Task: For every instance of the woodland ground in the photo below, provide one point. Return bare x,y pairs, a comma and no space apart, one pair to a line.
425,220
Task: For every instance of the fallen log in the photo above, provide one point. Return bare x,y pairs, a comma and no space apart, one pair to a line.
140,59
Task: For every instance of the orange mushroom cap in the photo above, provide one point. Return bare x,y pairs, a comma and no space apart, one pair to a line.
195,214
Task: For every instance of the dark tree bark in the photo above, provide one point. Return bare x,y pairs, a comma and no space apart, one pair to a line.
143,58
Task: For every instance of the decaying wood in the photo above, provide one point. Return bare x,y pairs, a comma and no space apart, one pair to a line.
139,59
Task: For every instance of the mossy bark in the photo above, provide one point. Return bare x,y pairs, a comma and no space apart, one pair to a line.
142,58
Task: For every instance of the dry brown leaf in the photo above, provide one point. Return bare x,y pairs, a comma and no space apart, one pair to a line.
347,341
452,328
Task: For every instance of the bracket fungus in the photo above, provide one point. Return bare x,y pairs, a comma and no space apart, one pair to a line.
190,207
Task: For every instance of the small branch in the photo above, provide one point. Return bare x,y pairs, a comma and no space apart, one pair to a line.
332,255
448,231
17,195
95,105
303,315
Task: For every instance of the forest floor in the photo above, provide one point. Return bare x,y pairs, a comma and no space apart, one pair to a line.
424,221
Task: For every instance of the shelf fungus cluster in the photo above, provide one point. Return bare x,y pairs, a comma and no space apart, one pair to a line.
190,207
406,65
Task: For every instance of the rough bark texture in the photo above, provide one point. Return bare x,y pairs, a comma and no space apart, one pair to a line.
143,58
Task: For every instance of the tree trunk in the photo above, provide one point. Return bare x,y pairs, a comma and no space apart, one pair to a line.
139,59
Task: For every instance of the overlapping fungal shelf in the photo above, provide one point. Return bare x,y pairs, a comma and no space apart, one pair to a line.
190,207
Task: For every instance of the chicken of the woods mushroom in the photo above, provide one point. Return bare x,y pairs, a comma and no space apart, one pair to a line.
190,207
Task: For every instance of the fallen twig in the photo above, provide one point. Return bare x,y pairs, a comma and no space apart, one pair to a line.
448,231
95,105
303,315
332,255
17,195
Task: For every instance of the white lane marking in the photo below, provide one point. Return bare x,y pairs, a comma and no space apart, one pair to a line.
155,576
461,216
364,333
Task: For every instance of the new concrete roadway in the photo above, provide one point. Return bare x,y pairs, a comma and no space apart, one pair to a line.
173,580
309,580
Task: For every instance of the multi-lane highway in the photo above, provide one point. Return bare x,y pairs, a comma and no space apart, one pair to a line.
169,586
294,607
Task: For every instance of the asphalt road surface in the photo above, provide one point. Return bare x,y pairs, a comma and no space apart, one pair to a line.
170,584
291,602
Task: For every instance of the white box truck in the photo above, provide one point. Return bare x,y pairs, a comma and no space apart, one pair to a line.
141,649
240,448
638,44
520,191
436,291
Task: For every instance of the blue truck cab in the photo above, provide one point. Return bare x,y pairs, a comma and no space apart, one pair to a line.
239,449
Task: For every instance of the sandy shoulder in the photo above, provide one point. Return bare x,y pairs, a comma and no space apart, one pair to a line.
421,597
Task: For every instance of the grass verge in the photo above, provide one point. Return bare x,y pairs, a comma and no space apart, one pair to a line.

**********

■ **Given instruction**: Retype the material in full. Each word must match.

■ **Written solution**:
Task: For every instance of the woodland ground in the photo below, provide one point. Return bare x,y pairs, a comma and no space apart, one pair to a line.
425,220
Task: For every instance of the fallen log in the photo above, provide one point. Return bare x,y pairs, a comma and no space apart, one pair to a line.
140,59
Task: For every instance of the orange mushroom cap in the photo above, provide one point. Return bare x,y pairs, a comma and no space apart, one pair to a line.
195,214
Task: For every instance of the dark tree bark in the photo above, provide one point. Return bare x,y pairs, a comma and no space apart, one pair to a line.
143,58
Task: For every instance of the decaying wood in the photo above, provide one point. Return bare x,y pairs, a comma and no space apart, one pair to a line.
139,59
Task: For every instance of the mossy bark in the photo above, provide one point. Return bare x,y pairs, a comma and no space apart, one pair to a line.
142,58
Task: For every instance of the dry brown leaf in the photo above, provide one point. Return bare x,y pairs, a comma and no space apart, one pair to a line.
347,341
452,328
Task: For every instance of the bracket fungus in the photo above, provide one point. Return bare x,y pairs, a comma and no space apart, one pair to a line.
190,207
Task: For every instance of the small branch in the photo above, provide one point. Return bare x,y pairs, a comma and no space apart, one pair to a line.
332,255
448,231
17,195
95,105
303,315
Task: For every instance of the forest floor in the photo above, provide one point. Return bare x,y pairs, a comma and no space apart, one pair to a line.
424,221
Task: For every instance of the shelf fungus cluster in the photo above, provide one point. Return bare x,y pairs, a comma and no space apart, one pair to a line.
190,207
406,65
Task: For every instance of the rough bark texture in the photo above, provide one point. Return bare x,y pairs, a comma and no space apart, one pair to a line.
143,58
Task: For every instance of the tree trunk in the photo above, provide one point. Return bare x,y pairs, a comma and no space apart, one pair to a line.
139,59
Task: For every instance of the overlapping fungal shelf in the photo above, provide one point. Return bare x,y pairs, a comma and no space apart, one pair to a line.
190,207
Task: For every instance of the chicken of the woods mushroom in the photo above, provide one point. Return bare x,y pairs, a comma and no space apart, one pair to a line.
190,207
Task: For every instance of the fallen twig in the photo above, provide one point. Return bare x,y pairs, a comma and no space apart, one pair to a line.
448,231
95,105
303,315
332,255
17,195
Task: For every instance of the white lane marking in the photo below, provide one point. Return bare x,y pairs, a comma and no space apart, one pair to a line.
155,576
461,216
364,333
Task: For every instance of the new concrete roadway in the photo above, provide one point. Return bare x,y pairs, a comma and no space apart, one pair to a line.
173,580
309,580
Task: For every instance of the multi-lane highway in the photo above, provide one point. Return bare x,y pairs, a comma and no space apart, one pair to a line.
169,586
294,607
Task: For every instance of the asphalt road surface in the photo above, provide one point. Return bare x,y pairs, a comma and no space apart, one pair to a line.
170,584
291,602
Task: For every instance of the white box truck in the photo above, provide one point. Return bare x,y pairs, a comma and no space apart, one pair to a line.
141,649
240,448
638,44
520,191
436,291
Task: For every instance of the blue truck cab in the photo above, provide one point. Return bare x,y pairs, a comma and no space apart, one pair to a line.
239,449
Task: For every instance of the sandy shoulder in the photo above, provide one point. Return bare x,y pairs, a comma and no space apart, one pair to a line.
421,597
Task: For every instance of the grass verge in the photo above, provide one point. Return bare x,y pairs, a comma and no space apart, one pair to a line.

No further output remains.